## TASK TO CARRY OUT:
Output the data below verbatim, reproducing every line in full and unchanged.

## RECORDS SUPPLIED:
※

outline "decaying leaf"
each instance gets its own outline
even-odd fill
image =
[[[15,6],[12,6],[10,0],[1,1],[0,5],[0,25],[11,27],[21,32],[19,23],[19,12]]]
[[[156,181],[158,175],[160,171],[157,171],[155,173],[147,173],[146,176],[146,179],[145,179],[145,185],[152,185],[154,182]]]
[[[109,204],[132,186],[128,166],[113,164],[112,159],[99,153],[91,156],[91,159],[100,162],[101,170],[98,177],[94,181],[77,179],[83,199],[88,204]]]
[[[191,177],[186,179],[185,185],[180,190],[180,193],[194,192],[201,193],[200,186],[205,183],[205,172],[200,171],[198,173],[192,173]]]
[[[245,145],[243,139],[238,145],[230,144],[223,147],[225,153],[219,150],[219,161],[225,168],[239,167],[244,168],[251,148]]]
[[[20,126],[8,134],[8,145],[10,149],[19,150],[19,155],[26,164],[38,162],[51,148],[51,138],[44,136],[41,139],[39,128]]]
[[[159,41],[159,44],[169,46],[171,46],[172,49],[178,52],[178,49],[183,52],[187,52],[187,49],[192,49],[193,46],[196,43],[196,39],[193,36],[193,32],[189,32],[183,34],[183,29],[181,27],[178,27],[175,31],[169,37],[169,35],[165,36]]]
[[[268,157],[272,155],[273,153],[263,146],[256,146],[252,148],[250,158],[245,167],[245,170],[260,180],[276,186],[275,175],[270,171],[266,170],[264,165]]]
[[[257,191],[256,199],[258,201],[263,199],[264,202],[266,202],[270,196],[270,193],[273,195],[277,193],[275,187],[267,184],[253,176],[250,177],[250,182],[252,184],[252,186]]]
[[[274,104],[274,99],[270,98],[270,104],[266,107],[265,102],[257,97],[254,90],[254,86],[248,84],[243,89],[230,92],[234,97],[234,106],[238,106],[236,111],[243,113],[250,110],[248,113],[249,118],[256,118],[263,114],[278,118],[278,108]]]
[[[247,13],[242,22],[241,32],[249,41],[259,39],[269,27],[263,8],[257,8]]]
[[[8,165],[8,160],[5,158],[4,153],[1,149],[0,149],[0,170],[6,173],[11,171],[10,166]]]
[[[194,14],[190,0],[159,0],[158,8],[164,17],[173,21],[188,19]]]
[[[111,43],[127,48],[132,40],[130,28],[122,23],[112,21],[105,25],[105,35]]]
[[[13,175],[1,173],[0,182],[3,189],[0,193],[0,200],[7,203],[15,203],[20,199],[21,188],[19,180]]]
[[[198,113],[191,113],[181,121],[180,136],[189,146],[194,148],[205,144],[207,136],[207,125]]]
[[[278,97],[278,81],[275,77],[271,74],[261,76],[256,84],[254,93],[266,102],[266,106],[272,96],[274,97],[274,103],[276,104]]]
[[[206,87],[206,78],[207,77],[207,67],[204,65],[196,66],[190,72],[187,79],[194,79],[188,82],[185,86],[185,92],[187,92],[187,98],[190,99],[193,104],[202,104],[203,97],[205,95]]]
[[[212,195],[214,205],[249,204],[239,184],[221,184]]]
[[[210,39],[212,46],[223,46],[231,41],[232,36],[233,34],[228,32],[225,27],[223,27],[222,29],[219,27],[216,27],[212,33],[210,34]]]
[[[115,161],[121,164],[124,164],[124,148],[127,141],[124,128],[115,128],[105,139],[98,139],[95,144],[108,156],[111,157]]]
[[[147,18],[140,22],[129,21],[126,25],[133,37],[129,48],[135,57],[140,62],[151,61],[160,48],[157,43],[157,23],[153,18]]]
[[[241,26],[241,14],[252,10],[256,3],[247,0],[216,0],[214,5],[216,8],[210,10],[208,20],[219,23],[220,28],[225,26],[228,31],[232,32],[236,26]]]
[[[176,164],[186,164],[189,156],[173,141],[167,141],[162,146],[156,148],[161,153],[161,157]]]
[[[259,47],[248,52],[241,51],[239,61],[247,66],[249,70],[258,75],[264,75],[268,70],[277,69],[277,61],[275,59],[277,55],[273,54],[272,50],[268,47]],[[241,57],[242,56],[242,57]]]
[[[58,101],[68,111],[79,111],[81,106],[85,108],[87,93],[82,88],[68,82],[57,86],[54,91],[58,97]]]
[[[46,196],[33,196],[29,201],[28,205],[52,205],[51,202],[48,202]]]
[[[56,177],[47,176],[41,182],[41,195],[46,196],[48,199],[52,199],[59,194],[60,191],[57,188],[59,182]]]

※

## CORRECT ANSWER:
outline "decaying leaf"
each instance gets its own outline
even-odd fill
image =
[[[15,6],[12,6],[10,0],[1,1],[0,5],[0,25],[11,27],[21,32],[19,23],[19,12]]]
[[[156,181],[158,175],[160,171],[157,171],[155,173],[147,173],[146,176],[146,179],[145,179],[145,185],[152,185],[154,182]]]
[[[109,204],[132,186],[128,166],[113,164],[112,159],[99,153],[91,156],[91,159],[100,162],[101,170],[98,177],[94,181],[77,179],[83,199],[88,204]]]
[[[191,177],[186,179],[185,185],[180,190],[180,193],[194,192],[201,193],[200,186],[205,183],[205,172],[200,171],[198,173],[192,173]]]
[[[245,145],[243,139],[238,145],[230,144],[223,147],[225,153],[219,150],[219,161],[225,168],[239,167],[244,168],[251,148]]]
[[[20,126],[8,134],[8,145],[10,149],[19,150],[19,155],[26,164],[38,162],[51,148],[51,138],[44,136],[41,139],[39,128]]]
[[[159,41],[159,44],[169,46],[171,46],[172,49],[178,52],[178,49],[183,52],[187,52],[187,49],[192,49],[193,46],[196,43],[196,39],[193,36],[193,32],[189,32],[183,34],[183,29],[181,27],[178,27],[175,31],[169,37],[169,35],[165,36]]]
[[[268,157],[272,155],[273,153],[263,146],[256,146],[252,148],[250,158],[245,167],[245,170],[260,180],[276,186],[275,175],[270,171],[266,170],[264,165]]]
[[[257,191],[256,199],[258,201],[263,199],[264,202],[266,202],[270,196],[270,193],[273,195],[277,193],[275,187],[267,184],[253,176],[250,177],[250,182],[252,184],[252,186]]]
[[[274,104],[274,99],[270,98],[270,104],[266,107],[265,102],[257,97],[254,90],[254,86],[248,84],[243,89],[230,92],[234,97],[234,106],[238,106],[236,111],[243,113],[250,110],[248,113],[249,118],[256,118],[263,114],[278,118],[278,108]]]
[[[247,13],[242,22],[241,32],[249,41],[259,39],[269,27],[263,8],[257,8]]]
[[[8,165],[8,160],[5,158],[4,153],[1,149],[0,149],[0,170],[6,173],[11,171],[10,166]]]
[[[194,14],[190,0],[159,0],[158,8],[164,17],[173,21],[188,19]]]
[[[111,43],[127,48],[132,40],[130,28],[122,23],[112,21],[105,25],[105,35]]]
[[[13,175],[1,173],[0,182],[3,189],[0,193],[0,200],[7,203],[15,203],[20,199],[21,188],[19,180]]]
[[[198,113],[191,113],[181,121],[180,136],[189,146],[194,148],[205,144],[207,136],[207,125]]]
[[[278,97],[278,81],[275,77],[271,74],[261,76],[256,84],[254,93],[266,102],[266,106],[272,96],[274,97],[274,103],[276,104]]]
[[[206,87],[206,78],[207,77],[207,67],[204,65],[196,66],[190,72],[187,79],[194,79],[188,82],[185,86],[185,92],[187,92],[187,98],[190,99],[193,104],[202,104],[203,97],[205,95]]]
[[[212,195],[214,205],[249,204],[239,184],[221,184]]]
[[[210,39],[212,46],[223,46],[231,41],[232,36],[233,34],[228,32],[225,27],[223,27],[222,29],[219,27],[216,27],[212,33],[210,34]]]
[[[115,161],[121,164],[124,164],[124,148],[127,141],[124,128],[115,128],[105,139],[98,139],[95,144],[108,156],[111,157]]]
[[[147,18],[140,22],[129,21],[126,25],[133,37],[129,48],[135,57],[140,62],[151,61],[160,48],[157,43],[157,23],[153,18]]]
[[[241,26],[241,14],[252,10],[256,3],[247,0],[216,0],[214,5],[216,8],[210,10],[208,20],[219,23],[220,28],[225,26],[228,31],[232,32],[236,26]]]
[[[176,164],[186,164],[189,156],[173,141],[167,141],[162,146],[156,148],[161,153],[161,157]]]
[[[259,47],[248,52],[241,51],[239,61],[247,66],[249,70],[258,75],[264,75],[268,70],[277,69],[277,61],[275,59],[277,55],[273,54],[272,50],[268,47]],[[241,57],[242,56],[242,57]]]
[[[58,101],[68,111],[79,111],[81,106],[85,108],[87,93],[82,88],[68,82],[57,86],[54,91],[58,97]]]
[[[46,196],[33,196],[29,201],[28,205],[52,205],[51,202],[48,202]]]
[[[56,177],[47,176],[41,182],[41,195],[46,196],[48,199],[52,199],[59,194],[60,191],[57,188],[59,182]]]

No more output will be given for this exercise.